Objective >> Repeat exactly, and only, the lines from the one holding "the white hotel" through the last line of the records below.

═════ Material shown ═════

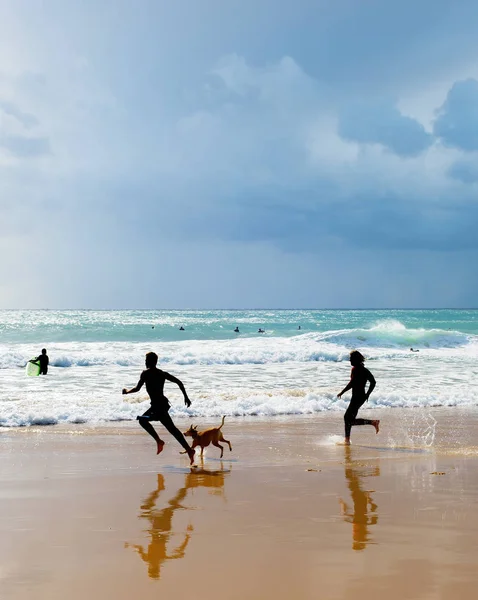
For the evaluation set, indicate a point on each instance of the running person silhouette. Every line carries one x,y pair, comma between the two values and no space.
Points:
358,379
155,379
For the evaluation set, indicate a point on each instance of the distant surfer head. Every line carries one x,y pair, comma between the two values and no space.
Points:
356,358
151,359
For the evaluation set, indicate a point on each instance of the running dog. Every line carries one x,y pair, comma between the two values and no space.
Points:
209,436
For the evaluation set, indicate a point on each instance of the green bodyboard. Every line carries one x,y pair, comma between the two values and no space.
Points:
33,369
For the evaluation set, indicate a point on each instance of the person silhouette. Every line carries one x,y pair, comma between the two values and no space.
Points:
358,379
155,379
362,500
43,361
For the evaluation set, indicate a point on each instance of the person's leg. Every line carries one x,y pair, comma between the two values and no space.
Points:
144,421
350,417
166,420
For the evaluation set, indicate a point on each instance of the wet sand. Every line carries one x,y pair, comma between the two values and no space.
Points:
91,512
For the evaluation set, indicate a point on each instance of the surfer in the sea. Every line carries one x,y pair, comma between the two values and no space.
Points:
43,362
358,380
155,379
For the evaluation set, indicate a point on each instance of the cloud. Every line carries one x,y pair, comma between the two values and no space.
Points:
26,119
26,147
383,124
464,171
281,166
457,121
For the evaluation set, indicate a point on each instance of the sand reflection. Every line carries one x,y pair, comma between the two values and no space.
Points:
160,528
365,511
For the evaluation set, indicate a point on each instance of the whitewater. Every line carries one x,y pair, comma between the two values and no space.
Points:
296,367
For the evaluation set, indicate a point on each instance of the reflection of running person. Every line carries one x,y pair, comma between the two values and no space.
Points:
155,379
360,517
359,377
43,362
161,530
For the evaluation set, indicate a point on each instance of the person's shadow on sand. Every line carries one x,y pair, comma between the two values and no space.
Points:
160,527
365,510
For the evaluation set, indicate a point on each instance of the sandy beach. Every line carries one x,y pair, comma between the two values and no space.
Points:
92,512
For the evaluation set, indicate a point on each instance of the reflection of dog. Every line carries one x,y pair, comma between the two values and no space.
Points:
209,436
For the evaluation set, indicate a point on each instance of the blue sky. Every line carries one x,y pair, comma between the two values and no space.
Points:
223,153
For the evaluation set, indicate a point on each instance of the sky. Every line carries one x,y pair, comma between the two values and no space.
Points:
238,154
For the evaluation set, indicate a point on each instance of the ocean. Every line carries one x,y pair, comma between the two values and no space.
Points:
285,371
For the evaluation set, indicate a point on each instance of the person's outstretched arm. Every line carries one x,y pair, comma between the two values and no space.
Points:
136,388
180,385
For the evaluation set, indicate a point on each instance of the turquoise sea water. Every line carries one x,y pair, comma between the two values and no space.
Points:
284,371
44,326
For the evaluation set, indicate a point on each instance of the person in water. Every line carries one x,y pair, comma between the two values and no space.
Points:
155,379
43,361
358,380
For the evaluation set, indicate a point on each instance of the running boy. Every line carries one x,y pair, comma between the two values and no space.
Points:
358,379
154,379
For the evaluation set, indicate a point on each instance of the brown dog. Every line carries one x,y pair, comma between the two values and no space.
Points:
209,436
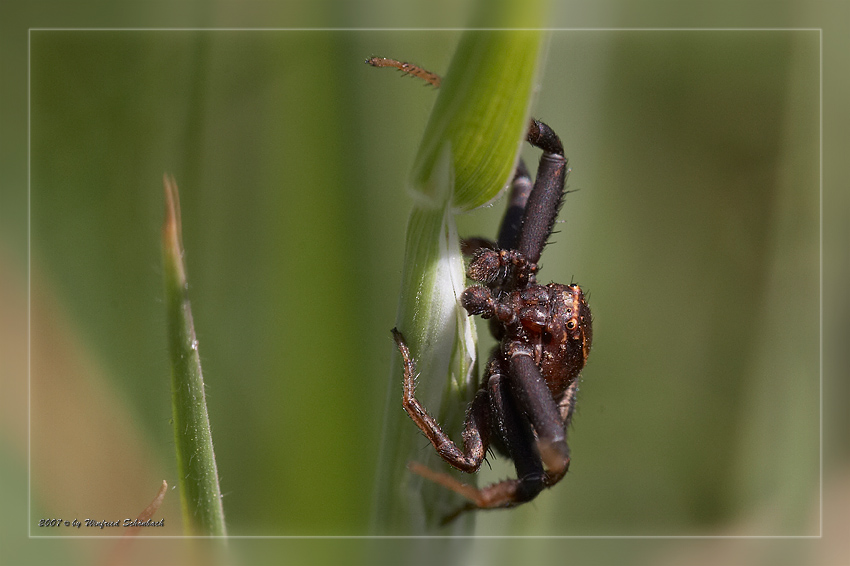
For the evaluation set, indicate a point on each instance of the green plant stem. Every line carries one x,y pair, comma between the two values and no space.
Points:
200,494
468,153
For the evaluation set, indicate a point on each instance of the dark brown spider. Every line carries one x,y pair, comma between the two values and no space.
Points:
528,394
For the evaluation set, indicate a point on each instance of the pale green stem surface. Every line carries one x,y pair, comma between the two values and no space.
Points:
467,156
200,494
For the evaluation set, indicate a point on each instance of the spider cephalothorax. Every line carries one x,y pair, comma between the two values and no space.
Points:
528,393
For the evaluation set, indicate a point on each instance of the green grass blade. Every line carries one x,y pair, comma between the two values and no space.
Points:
467,156
200,494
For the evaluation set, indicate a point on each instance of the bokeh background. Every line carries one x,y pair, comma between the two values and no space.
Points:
695,226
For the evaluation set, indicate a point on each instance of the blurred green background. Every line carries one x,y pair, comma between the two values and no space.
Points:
694,226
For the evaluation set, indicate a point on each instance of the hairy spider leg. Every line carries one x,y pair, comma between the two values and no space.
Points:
546,197
406,68
476,430
532,395
517,436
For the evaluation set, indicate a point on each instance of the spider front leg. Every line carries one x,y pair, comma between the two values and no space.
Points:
516,435
476,431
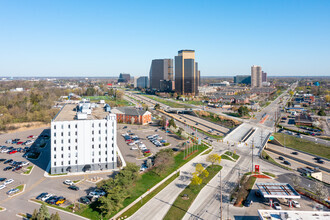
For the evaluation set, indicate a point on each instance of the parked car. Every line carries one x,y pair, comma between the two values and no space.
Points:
12,191
68,182
277,206
7,168
73,187
41,196
248,203
85,200
295,204
46,197
8,181
287,162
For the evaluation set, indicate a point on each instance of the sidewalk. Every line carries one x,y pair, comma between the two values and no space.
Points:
159,205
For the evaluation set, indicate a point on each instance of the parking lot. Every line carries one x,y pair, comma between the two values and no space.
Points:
132,156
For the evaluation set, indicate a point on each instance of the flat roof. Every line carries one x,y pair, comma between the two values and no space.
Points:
68,113
292,215
278,190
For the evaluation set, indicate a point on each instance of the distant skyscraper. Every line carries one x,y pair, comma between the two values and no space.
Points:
187,77
142,82
124,77
256,76
242,79
264,76
161,69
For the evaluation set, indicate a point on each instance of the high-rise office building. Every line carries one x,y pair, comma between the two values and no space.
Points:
142,82
187,76
264,76
256,76
161,69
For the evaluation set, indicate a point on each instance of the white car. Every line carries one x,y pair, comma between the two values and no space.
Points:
277,206
46,197
68,182
8,181
295,204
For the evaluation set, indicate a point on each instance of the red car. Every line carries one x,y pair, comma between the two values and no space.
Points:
12,152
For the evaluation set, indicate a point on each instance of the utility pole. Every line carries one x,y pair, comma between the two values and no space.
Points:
220,197
252,153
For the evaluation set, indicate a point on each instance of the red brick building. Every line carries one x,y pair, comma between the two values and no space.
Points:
131,115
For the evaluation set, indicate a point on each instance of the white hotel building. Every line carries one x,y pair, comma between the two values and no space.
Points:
83,138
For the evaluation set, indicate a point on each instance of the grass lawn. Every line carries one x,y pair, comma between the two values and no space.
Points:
269,174
207,152
235,156
271,160
303,145
166,102
181,206
28,170
225,157
149,179
138,205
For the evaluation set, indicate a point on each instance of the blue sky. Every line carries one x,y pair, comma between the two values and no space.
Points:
105,38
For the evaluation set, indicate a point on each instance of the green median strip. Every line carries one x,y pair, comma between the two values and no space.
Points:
182,204
145,199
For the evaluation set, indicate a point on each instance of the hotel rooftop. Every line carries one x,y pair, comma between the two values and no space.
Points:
82,111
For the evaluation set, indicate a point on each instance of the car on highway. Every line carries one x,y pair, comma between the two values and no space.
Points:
295,204
277,206
248,203
8,181
287,162
85,200
7,168
73,187
320,161
68,182
12,191
41,196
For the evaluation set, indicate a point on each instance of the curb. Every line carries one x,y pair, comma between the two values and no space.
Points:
60,210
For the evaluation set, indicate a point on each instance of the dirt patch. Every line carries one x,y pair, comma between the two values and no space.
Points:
25,126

═════

Solution to this exercise >>
For the evaluation set, indicate a point on each instance of the white hotel building. Every line carries one x,y pair, comma between the two values and no space.
Points:
83,138
For the evaluation set, indicate a point on each instance of the grass lawn. Every line carries one x,y pair, comma between the two values and no space.
Points:
269,174
207,152
235,156
271,160
303,145
166,102
181,206
28,170
225,157
149,179
138,205
For the evaluation set, indicate a point on each instance of the blue sky. Every line carries one x,y pair, comma between the two values and no space.
Points:
105,38
For the evaluation set, indicate a point on each instance of the green median strip. Every line carries one x,y pair, comma between the two values and no space.
Points:
182,204
145,199
For the evaluation set, indicate a point on each instance of the hotel rooftop. Every line carries one x,y pair, comma between the two values and no space.
Points:
82,111
For the evaluation set, indicate a point on each instance of the car on highway. Every line carries one x,y pair, comma between the two values and no space.
Points:
295,204
277,206
248,203
8,181
287,162
85,200
7,168
73,187
320,161
68,182
12,191
41,196
For the evaluation set, indicate a point on each instance of the curb. Every line carries one x,y pair, comma between the two values and no space.
Points:
60,210
For the evaluation set, indicate a point on each instance of the dirt patch. Every line carries one x,y pair, comma between the two values and no space.
Points:
25,126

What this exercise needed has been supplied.